_Problem statement_
Return all of the lines below exactly as they are.

_Data in this exercise_
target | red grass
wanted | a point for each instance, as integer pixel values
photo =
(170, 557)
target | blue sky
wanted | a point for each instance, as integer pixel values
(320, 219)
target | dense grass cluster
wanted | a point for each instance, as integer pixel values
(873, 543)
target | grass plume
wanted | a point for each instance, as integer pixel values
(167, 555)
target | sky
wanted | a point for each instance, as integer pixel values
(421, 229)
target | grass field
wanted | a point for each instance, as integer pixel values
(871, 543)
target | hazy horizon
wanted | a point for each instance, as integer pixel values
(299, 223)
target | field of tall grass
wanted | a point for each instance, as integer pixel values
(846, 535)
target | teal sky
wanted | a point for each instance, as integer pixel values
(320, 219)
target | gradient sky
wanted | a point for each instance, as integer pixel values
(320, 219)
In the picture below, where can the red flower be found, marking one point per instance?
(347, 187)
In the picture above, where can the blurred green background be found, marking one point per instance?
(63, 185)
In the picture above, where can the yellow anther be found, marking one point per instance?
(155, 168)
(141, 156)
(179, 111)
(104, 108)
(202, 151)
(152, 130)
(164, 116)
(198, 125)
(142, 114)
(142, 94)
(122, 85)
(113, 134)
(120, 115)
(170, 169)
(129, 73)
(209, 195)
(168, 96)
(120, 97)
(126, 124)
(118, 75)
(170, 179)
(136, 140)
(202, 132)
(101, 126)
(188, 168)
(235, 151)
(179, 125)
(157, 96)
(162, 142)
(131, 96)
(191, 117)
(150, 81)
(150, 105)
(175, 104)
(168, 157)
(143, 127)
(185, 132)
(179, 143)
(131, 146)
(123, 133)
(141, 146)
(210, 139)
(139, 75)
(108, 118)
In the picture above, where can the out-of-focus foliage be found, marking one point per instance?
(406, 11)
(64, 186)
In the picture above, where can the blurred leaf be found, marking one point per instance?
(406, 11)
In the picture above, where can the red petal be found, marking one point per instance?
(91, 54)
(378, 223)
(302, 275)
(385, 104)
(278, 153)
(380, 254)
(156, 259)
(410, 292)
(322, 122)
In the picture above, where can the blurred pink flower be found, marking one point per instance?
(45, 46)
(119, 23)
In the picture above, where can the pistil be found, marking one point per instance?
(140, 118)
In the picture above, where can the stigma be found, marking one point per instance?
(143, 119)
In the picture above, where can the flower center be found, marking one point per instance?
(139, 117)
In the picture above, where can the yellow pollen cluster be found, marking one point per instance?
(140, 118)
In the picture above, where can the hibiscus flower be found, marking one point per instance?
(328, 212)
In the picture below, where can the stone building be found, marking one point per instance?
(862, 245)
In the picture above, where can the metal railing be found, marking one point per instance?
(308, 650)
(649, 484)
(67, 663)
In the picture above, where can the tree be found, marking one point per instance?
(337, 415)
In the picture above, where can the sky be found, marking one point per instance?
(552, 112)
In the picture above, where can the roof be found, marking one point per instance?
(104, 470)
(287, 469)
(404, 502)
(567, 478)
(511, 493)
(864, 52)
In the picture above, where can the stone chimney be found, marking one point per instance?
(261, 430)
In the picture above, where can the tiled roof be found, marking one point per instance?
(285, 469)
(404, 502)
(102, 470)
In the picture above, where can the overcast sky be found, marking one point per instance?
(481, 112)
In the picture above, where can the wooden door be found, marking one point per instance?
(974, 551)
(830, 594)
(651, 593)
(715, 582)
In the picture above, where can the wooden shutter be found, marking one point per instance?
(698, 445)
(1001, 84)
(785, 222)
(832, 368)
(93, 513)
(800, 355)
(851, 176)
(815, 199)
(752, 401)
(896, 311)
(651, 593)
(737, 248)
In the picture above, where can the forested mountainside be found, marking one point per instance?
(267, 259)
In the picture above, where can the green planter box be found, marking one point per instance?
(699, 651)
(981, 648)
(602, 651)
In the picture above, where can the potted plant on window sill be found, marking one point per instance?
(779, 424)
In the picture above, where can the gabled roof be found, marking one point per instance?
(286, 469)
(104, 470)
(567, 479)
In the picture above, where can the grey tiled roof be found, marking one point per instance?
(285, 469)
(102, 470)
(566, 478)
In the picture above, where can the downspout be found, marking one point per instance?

_Solution below_
target | red grass
wanted | a point for each instance, as integer pixel values
photo =
(170, 557)
target | blue sky
wanted | a point for each instance, as integer pixel values
(320, 219)
target | dense grass cluster
wanted | a point for each instance, as integer pixel values
(873, 543)
target | grass plume
wanted | a point for each instance, as integer pixel values
(167, 555)
target | sky
wanted | a point for each instance, as integer pixel values
(421, 229)
target | grass field
wanted | a point for each instance, as integer pixel values
(871, 543)
target | hazy horizon
wanted | a point for each instance, as integer pixel values
(299, 223)
target | field of tall grass
wanted | a point for each instance, as integer pixel values
(846, 535)
target | teal sky
wanted | a point for each instance, as integer pixel values
(320, 219)
target | gradient sky
wanted | a point for each instance, as integer pixel values
(320, 219)
In the picture below, where can the red flower be found, marking one point per instance?
(347, 187)
In the picture above, where can the blurred green background be found, marking one point per instance?
(63, 185)
In the picture above, where can the yellow anther be found, marking one point per instance?
(155, 168)
(141, 156)
(179, 111)
(104, 108)
(202, 151)
(152, 130)
(164, 116)
(198, 125)
(142, 114)
(142, 94)
(122, 85)
(113, 134)
(120, 115)
(170, 169)
(129, 73)
(209, 195)
(168, 96)
(120, 97)
(126, 124)
(118, 75)
(170, 179)
(136, 140)
(202, 132)
(101, 126)
(188, 168)
(235, 151)
(179, 125)
(157, 96)
(162, 142)
(131, 96)
(191, 117)
(150, 81)
(150, 105)
(175, 104)
(168, 157)
(143, 127)
(185, 132)
(179, 143)
(131, 146)
(123, 133)
(141, 146)
(210, 139)
(139, 75)
(108, 118)
In the picture above, where can the out-of-focus foliage be found, marking one point per instance?
(406, 11)
(64, 186)
In the picture above, where can the blurred leaf be found, marking one point per instance?
(406, 11)
In the picture above, where can the red petal be found, marking one point per instance?
(91, 54)
(378, 223)
(302, 275)
(385, 104)
(278, 153)
(380, 254)
(156, 259)
(410, 292)
(322, 122)
In the picture above, where can the blurred pink flower be found, marking one point per instance?
(45, 46)
(119, 23)
In the picture above, where can the pistil be found, marking one point per instance?
(140, 118)
In the picture above, where can the stigma be found, marking one point per instance?
(143, 119)
In the picture above, where can the flower center be found, marking one point per instance?
(139, 117)
In the picture above, where can the yellow pollen cluster be found, marking one point per instance?
(140, 118)
In the picture above, where can the hibiscus flower be found, marking one point per instance?
(328, 212)
In the picture below, where can the stone building be found, marking one point per instance?
(862, 245)
In the picture above, where can the metal railing be found, marking one point per instance?
(308, 650)
(649, 484)
(67, 663)
In the picture above, where can the tree be found, marking one point per instance?
(337, 415)
In the picture above, where can the sky be found, marking one point per instance?
(552, 112)
In the picture above, where can the roof be found, marking one point per instance?
(104, 470)
(287, 469)
(404, 502)
(567, 478)
(511, 493)
(864, 52)
In the picture above, where can the stone chimney be found, marking one point per instance?
(261, 430)
In the picture above, where can the tiled roof be found, marking one point per instance?
(285, 469)
(404, 502)
(102, 470)
In the picture above, where can the overcast sky be found, marking one point per instance?
(481, 112)
In the picture above, where can the wooden door be found, marking one point per instance?
(974, 551)
(830, 594)
(651, 593)
(715, 582)
In the picture above, where can the wooden shutter be found, marking one point per instance?
(698, 445)
(1001, 84)
(785, 222)
(832, 368)
(93, 513)
(800, 355)
(851, 176)
(815, 199)
(752, 401)
(896, 311)
(651, 593)
(737, 248)
In the picture above, where can the forested mountainside be found, marking one point per instance?
(267, 259)
In the picture above, where can the green planter box be found, marking one point per instance?
(699, 651)
(981, 648)
(602, 651)
In the picture above, where can the potted plant on window sill be found, marking one point per instance?
(779, 424)
In the picture above, where can the gabled roof be found, marking one point per instance?
(286, 469)
(104, 470)
(567, 479)
In the picture above, where can the grey tiled roof be found, marking one point per instance?
(285, 469)
(102, 470)
(566, 478)
In the picture above, where can the downspout be found, marking one point per instance?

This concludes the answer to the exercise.